Segmentation annotation entries
'''

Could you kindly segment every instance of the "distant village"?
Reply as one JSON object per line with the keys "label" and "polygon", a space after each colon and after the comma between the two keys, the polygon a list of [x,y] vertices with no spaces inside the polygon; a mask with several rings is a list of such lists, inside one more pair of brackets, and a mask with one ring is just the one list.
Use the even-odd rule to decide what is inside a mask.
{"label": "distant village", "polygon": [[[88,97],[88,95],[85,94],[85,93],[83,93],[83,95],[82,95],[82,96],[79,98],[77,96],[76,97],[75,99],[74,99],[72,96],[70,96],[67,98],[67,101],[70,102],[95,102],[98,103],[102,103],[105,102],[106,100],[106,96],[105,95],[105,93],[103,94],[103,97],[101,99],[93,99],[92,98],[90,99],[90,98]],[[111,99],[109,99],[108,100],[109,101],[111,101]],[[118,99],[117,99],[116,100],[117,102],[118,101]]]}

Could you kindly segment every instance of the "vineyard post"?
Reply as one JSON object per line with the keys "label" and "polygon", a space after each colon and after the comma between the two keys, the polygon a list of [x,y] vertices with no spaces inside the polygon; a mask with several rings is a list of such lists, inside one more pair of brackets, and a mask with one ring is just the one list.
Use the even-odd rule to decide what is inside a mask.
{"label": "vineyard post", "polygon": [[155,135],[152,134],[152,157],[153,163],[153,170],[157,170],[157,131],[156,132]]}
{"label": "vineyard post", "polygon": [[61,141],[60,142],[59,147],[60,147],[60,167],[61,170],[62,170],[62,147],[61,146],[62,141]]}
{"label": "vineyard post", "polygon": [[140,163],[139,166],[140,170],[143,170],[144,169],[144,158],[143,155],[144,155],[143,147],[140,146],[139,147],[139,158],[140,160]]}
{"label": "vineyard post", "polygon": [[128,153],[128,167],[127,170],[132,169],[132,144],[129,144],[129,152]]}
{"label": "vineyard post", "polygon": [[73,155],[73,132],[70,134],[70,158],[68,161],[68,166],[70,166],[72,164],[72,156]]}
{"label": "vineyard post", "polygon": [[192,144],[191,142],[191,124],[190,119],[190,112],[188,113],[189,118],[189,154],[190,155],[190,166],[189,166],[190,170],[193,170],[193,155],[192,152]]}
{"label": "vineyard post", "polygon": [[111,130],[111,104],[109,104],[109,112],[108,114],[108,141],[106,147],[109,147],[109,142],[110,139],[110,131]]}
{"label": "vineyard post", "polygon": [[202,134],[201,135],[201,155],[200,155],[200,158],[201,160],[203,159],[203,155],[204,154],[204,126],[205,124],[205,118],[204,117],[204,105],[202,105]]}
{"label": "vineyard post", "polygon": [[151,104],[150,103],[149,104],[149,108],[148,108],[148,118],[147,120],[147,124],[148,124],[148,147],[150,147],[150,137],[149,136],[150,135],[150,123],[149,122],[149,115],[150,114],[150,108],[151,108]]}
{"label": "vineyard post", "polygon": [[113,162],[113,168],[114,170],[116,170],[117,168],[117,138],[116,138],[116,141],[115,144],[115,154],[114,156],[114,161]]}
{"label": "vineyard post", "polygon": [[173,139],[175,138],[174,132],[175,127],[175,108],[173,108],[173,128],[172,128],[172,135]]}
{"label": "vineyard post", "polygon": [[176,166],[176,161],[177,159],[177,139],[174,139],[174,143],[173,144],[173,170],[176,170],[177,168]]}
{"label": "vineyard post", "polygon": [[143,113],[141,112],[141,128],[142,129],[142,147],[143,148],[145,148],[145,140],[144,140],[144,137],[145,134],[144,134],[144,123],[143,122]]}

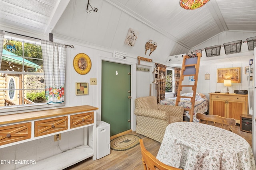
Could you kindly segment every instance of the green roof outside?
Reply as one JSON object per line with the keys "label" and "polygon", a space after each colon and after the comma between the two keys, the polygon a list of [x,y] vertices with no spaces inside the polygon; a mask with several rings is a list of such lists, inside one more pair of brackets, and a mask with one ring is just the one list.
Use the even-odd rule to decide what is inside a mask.
{"label": "green roof outside", "polygon": [[[11,62],[12,64],[22,65],[23,60],[22,57],[3,49],[2,59]],[[24,65],[29,68],[40,68],[41,67],[28,60],[24,59]]]}

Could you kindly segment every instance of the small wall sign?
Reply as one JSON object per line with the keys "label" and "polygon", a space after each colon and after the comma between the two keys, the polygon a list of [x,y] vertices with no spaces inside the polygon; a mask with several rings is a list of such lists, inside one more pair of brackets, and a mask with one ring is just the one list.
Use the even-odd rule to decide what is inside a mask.
{"label": "small wall sign", "polygon": [[117,59],[126,60],[126,54],[120,51],[114,51],[113,52],[113,57]]}

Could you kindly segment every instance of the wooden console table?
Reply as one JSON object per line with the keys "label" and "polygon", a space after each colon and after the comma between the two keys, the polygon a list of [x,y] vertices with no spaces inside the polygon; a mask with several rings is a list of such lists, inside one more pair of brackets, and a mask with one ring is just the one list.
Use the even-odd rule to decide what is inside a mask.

'''

> _WHAT NEEDS TO BE DONE_:
Can you recast every line of the entries above as a Markdown table with a "Row" column for the row number and a "Line" column for the line itself? Skip blank lines and leave the pictures out.

> _FINISHED ANSWER_:
| Row | Line |
|---|---|
| 1 | Could you kindly segment every instance of the "distant village"? |
| 2 | Reply as one JSON object per line with the keys "label" and "polygon", a space after each colon and after the comma between the two keys, the polygon a list of [x,y] vertices with no spaces inside the polygon; a mask with several rings is a list of such lists, inside one more pair of brackets, and a mask with one ring is just the one list. |
| 3 | Use the even-odd rule to decide what is inside a mask. |
| 4 | {"label": "distant village", "polygon": [[[88,97],[88,95],[85,94],[85,93],[83,93],[83,95],[82,95],[82,96],[79,98],[77,96],[76,97],[75,99],[74,99],[72,96],[70,96],[67,98],[67,101],[70,102],[95,102],[98,103],[102,103],[105,102],[106,100],[106,96],[105,95],[105,93],[103,94],[103,97],[101,99],[93,99],[92,98],[90,99],[90,98]],[[111,99],[109,99],[108,100],[109,101],[111,101]],[[118,99],[117,99],[116,100],[117,102],[118,101]]]} |
| 5 | Could you kindly segment every instance of the "vineyard post"? |
| 6 | Reply as one JSON object per line with the keys "label" and "polygon", a space after each colon and after the comma between the two keys, the polygon a list of [x,y] vertices with no spaces inside the polygon; a mask with several rings is a list of such lists, inside one more pair of brackets, and a mask with one ring is just the one list. |
| 7 | Use the even-odd rule to decide what is inside a mask. |
| 8 | {"label": "vineyard post", "polygon": [[155,135],[152,134],[152,157],[153,163],[153,170],[157,170],[157,131],[156,132]]} |
| 9 | {"label": "vineyard post", "polygon": [[61,141],[60,142],[59,147],[60,147],[60,167],[61,170],[62,170],[62,147],[61,146],[62,141]]} |
| 10 | {"label": "vineyard post", "polygon": [[140,163],[139,166],[140,170],[143,170],[144,169],[144,158],[143,155],[144,155],[143,147],[140,146],[139,147],[139,158],[140,160]]} |
| 11 | {"label": "vineyard post", "polygon": [[128,153],[128,167],[127,170],[132,169],[132,144],[129,144],[129,152]]} |
| 12 | {"label": "vineyard post", "polygon": [[73,155],[73,132],[70,134],[70,158],[68,161],[68,166],[70,166],[72,164],[72,156]]} |
| 13 | {"label": "vineyard post", "polygon": [[192,144],[191,142],[191,124],[190,119],[190,112],[188,113],[189,118],[189,154],[190,155],[190,166],[189,166],[190,170],[193,170],[193,155],[192,152]]} |
| 14 | {"label": "vineyard post", "polygon": [[111,130],[111,104],[109,104],[109,112],[108,114],[108,141],[106,147],[109,147],[109,142],[110,139],[110,131]]} |
| 15 | {"label": "vineyard post", "polygon": [[202,134],[201,135],[201,155],[200,155],[200,158],[201,160],[203,159],[203,155],[204,154],[204,126],[205,124],[205,118],[204,117],[204,105],[202,105]]} |
| 16 | {"label": "vineyard post", "polygon": [[151,104],[150,103],[149,104],[149,108],[148,108],[148,118],[147,120],[147,124],[148,124],[148,147],[150,147],[150,137],[149,136],[150,135],[150,123],[149,122],[149,115],[150,114],[150,108],[151,108]]} |
| 17 | {"label": "vineyard post", "polygon": [[113,162],[113,168],[114,170],[116,170],[117,168],[117,138],[116,138],[116,141],[115,144],[115,154],[114,156],[114,161]]} |
| 18 | {"label": "vineyard post", "polygon": [[173,139],[175,138],[174,132],[175,127],[175,108],[173,108],[173,128],[172,128],[172,135]]} |
| 19 | {"label": "vineyard post", "polygon": [[176,166],[176,161],[177,159],[177,139],[174,139],[174,143],[173,144],[173,170],[176,170],[177,168]]} |
| 20 | {"label": "vineyard post", "polygon": [[143,113],[141,112],[141,128],[142,129],[142,147],[143,148],[145,148],[145,140],[144,140],[144,137],[145,134],[144,134],[144,123],[143,122]]} |
| 21 | Could you kindly segment every instance of the green roof outside? |
| 22 | Reply as one JSON object per line with the keys "label" and "polygon", a space after each colon and after the comma between the two keys, the polygon a list of [x,y] vertices with no spaces inside the polygon; a mask with several rings is a list of such lists, inside one more pair of brackets, and a mask with one ring is just the one list. |
| 23 | Use the even-odd rule to decide what is inside a mask. |
| 24 | {"label": "green roof outside", "polygon": [[[11,62],[12,64],[22,65],[23,60],[22,57],[3,49],[2,59]],[[24,65],[29,68],[40,68],[41,67],[28,60],[24,59]]]} |
| 25 | Could you kindly segment every instance of the small wall sign? |
| 26 | Reply as one JSON object per line with the keys "label" and "polygon", a space after each colon and after the comma between the two keys, the polygon a list of [x,y] vertices with no spaces inside the polygon; a mask with several rings is a list of such lists, inside one more pair of brackets, and a mask with one ring is just the one list. |
| 27 | Use the even-odd rule to decide what is inside a mask. |
| 28 | {"label": "small wall sign", "polygon": [[117,59],[126,60],[126,54],[120,51],[114,51],[113,52],[113,57]]} |
| 29 | Could you kindly segment every instance of the wooden console table? |
| 30 | Reply as one JSON object per line with the keys "label" and "polygon", a space after each colon and after the comma between the two keys, the polygon a list of [x,y] vertices with no spaces inside the polygon; a mask with several rings is a list of such lists, inside one more pair of brackets, and a mask with one ring is just the one list. |
| 31 | Use the even-odd rule to decide what is inside a mask. |